## Problem description
Could you return the listing below exactly, with every line intact?
◆ ◆ ◆ ◆ ◆
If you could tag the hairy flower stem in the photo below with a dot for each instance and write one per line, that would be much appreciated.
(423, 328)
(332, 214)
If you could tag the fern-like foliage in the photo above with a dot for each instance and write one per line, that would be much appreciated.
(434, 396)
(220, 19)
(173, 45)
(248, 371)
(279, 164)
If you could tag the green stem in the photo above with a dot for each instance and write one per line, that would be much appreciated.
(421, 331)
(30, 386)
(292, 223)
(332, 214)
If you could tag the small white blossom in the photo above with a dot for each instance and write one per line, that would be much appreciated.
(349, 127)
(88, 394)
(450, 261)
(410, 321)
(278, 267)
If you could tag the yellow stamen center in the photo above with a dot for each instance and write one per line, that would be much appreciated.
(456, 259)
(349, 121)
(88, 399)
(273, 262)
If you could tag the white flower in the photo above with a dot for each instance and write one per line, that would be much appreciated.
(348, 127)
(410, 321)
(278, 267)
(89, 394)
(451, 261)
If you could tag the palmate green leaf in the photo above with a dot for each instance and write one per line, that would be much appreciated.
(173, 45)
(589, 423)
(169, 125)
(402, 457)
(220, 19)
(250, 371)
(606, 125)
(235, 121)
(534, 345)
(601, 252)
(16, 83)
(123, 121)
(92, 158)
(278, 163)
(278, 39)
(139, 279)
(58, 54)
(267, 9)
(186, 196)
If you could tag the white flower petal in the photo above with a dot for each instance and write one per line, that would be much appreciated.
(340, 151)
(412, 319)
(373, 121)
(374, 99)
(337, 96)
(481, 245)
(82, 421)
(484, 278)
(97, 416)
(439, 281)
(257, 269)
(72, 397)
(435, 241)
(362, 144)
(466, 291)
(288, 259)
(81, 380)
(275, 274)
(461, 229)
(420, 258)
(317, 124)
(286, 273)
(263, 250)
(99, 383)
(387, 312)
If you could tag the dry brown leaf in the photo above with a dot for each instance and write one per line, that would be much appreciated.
◆ ◆ ◆ ◆ ◆
## Result
If you could tag the hairy flower stem in the photo below with a dot for each instance and write one per line, that would be much appreciated.
(423, 328)
(332, 214)
If you could tag the fern-like foliage in the photo above with a dot for each instance and write one per line, that would be much appreciated.
(434, 396)
(220, 19)
(173, 45)
(248, 371)
(279, 164)
If you could tag the green stem in the photo above with a dot for each instance and write one per line, that would be much appreciated.
(421, 331)
(30, 386)
(292, 223)
(332, 214)
If you could tag the small white blossom in the photo above with a dot for each instance and write one per line, that would be much appreciated.
(349, 127)
(88, 394)
(450, 261)
(410, 321)
(278, 267)
If you could tag the yellow stamen center in the photo above with a dot for each instance and write one per line, that would be much appreciated.
(456, 259)
(349, 121)
(88, 399)
(273, 262)
If you could tag the white flower in the photo above with a dot for each instance and write one per line, that would be much appreciated.
(348, 127)
(410, 321)
(278, 267)
(89, 394)
(451, 261)
If you could tag the palmate green leaf in the photo above with a dot for each instance and write one per line, that would be much appreciated.
(173, 45)
(589, 423)
(169, 125)
(402, 457)
(220, 19)
(250, 371)
(606, 125)
(235, 121)
(534, 345)
(601, 252)
(16, 83)
(123, 121)
(92, 158)
(278, 163)
(278, 39)
(139, 279)
(58, 54)
(267, 9)
(186, 196)
If you could tag the white flower petal in the photo above with a dot for each instance and write one per line, that would be much appreciated.
(340, 151)
(412, 319)
(373, 121)
(374, 99)
(337, 96)
(481, 245)
(82, 421)
(484, 278)
(97, 416)
(439, 281)
(257, 269)
(72, 397)
(435, 241)
(362, 144)
(466, 291)
(288, 259)
(81, 380)
(275, 274)
(461, 229)
(420, 258)
(317, 124)
(286, 273)
(263, 250)
(99, 383)
(387, 312)
If you could tag the dry brown leaf in the photo above with a dot for each instance and write one per line, that would be much appreciated.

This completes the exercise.